▸ **GOAL**:
Please write out the records below word for word, everything from the line containing "Target: leafy tree" down to the end of the records, with both of those ends included.

▸ **Records pointing to named objects**:
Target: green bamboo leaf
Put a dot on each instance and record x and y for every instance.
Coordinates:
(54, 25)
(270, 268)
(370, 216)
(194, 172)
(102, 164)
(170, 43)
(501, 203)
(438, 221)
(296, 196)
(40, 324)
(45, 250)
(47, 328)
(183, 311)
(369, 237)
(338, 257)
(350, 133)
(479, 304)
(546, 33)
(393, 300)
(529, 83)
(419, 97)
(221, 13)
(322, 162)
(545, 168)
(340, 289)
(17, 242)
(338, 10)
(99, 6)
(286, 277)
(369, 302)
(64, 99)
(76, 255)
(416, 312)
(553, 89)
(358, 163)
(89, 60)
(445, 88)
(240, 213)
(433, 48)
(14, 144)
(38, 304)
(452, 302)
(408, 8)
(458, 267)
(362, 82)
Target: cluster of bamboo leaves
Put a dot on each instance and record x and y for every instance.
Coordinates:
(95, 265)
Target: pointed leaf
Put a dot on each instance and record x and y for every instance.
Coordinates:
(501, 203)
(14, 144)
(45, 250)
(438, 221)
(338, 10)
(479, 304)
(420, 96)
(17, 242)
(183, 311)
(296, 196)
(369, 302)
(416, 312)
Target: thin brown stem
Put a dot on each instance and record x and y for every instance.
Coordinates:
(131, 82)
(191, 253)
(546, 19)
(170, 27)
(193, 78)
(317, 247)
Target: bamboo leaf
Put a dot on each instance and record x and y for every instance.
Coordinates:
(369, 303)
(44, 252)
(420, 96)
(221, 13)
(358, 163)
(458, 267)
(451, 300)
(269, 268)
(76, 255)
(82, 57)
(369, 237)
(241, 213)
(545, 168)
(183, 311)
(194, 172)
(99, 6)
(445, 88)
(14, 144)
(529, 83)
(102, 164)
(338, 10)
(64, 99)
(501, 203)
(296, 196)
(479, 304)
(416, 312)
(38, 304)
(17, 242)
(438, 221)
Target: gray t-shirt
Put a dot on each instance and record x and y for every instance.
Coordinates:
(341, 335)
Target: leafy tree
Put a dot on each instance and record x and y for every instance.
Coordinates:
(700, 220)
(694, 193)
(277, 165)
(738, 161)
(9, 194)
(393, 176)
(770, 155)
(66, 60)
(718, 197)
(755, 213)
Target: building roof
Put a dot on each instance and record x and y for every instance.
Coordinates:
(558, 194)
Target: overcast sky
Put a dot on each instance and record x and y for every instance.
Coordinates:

▸ **RESPONSE TO THE TASK**:
Target: leafy tree
Put a dot on each instance and record x and y for every instance.
Coordinates:
(700, 220)
(694, 193)
(277, 165)
(738, 161)
(9, 194)
(393, 176)
(770, 155)
(66, 60)
(718, 197)
(755, 213)
Target: building roof
Put a dot on each instance and record x and y for every instance.
Coordinates:
(558, 194)
Target: overcast sky
Put a dot on each instance and record x and y for every instance.
Coordinates:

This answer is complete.